## Problem requirements
Write the data out again, exactly as given.

--- START OF Data for this task ---

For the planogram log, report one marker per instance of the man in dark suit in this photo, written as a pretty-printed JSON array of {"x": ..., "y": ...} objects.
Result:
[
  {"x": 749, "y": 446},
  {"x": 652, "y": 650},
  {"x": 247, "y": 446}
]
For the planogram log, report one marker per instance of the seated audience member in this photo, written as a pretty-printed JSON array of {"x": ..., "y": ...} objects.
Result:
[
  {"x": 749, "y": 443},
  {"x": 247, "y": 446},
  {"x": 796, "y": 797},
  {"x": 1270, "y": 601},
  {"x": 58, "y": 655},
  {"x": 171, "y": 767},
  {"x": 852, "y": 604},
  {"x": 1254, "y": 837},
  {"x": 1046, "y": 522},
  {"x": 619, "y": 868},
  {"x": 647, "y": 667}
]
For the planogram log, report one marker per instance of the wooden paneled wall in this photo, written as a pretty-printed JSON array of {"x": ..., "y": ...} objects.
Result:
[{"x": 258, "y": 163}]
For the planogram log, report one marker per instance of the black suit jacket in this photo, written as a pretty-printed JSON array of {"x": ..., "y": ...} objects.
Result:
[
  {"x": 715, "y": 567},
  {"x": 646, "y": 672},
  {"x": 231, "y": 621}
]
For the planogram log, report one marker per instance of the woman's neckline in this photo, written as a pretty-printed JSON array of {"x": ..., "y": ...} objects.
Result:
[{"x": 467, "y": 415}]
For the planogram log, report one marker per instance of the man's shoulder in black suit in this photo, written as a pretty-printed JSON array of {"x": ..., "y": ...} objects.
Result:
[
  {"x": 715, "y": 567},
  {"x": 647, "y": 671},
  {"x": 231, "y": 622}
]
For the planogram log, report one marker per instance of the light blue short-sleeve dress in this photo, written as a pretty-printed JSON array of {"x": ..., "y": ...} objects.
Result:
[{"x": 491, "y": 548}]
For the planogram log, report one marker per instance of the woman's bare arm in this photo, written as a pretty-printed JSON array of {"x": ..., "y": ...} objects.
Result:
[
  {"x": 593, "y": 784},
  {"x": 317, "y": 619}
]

--- END OF Data for this task ---

## Worked solution
For the planogram log, report one marker per instance of the man in dark suit in this photo, written as a pretty-printed JSON array of {"x": ..., "y": ...} objects.
Result:
[
  {"x": 749, "y": 446},
  {"x": 652, "y": 650},
  {"x": 247, "y": 446}
]
For the planogram log, report one marker per instance of the seated audience member in this photo, written as a pretty-printed JSON array of {"x": ..., "y": ...} objects.
Result:
[
  {"x": 749, "y": 443},
  {"x": 247, "y": 446},
  {"x": 796, "y": 797},
  {"x": 1270, "y": 601},
  {"x": 58, "y": 655},
  {"x": 171, "y": 767},
  {"x": 852, "y": 604},
  {"x": 1254, "y": 837},
  {"x": 1046, "y": 522},
  {"x": 619, "y": 868},
  {"x": 647, "y": 667}
]
For the planogram log, report one marker per instance of the wooden paneled wall in this photo, written as a pretty-printed JSON array of {"x": ..., "y": ...} objects.
Result:
[{"x": 258, "y": 163}]
For the planogram log, report one marker per instance of the black suit jacket in this photo, written as a pretty-printed JSON array of {"x": ..., "y": ...} objects.
Result:
[
  {"x": 715, "y": 567},
  {"x": 646, "y": 672},
  {"x": 231, "y": 621}
]
For the planogram log, report one marker per instance of the woman's neckline in this photo, written as a pretty-printed JSON array of {"x": ..., "y": ...} objects.
Result:
[{"x": 467, "y": 415}]
For the planogram log, report one marker per instance of the man's shoulder in black suit in this photo, written as a pretty-printed JSON array of {"x": ..., "y": ...} objects.
Result:
[
  {"x": 715, "y": 567},
  {"x": 647, "y": 671},
  {"x": 231, "y": 622}
]
For the planogram log, report one marker per instance of the light blue short-sleeve dress in this photo, written as a pretty-printed JSON array of {"x": ..., "y": ...} objects.
Result:
[{"x": 491, "y": 548}]
For the planogram log, report one marker per instance of the woman's bare arm in this photo, written as a pretty-printed JSON array of {"x": ..., "y": ...} objects.
Result:
[
  {"x": 593, "y": 784},
  {"x": 317, "y": 619}
]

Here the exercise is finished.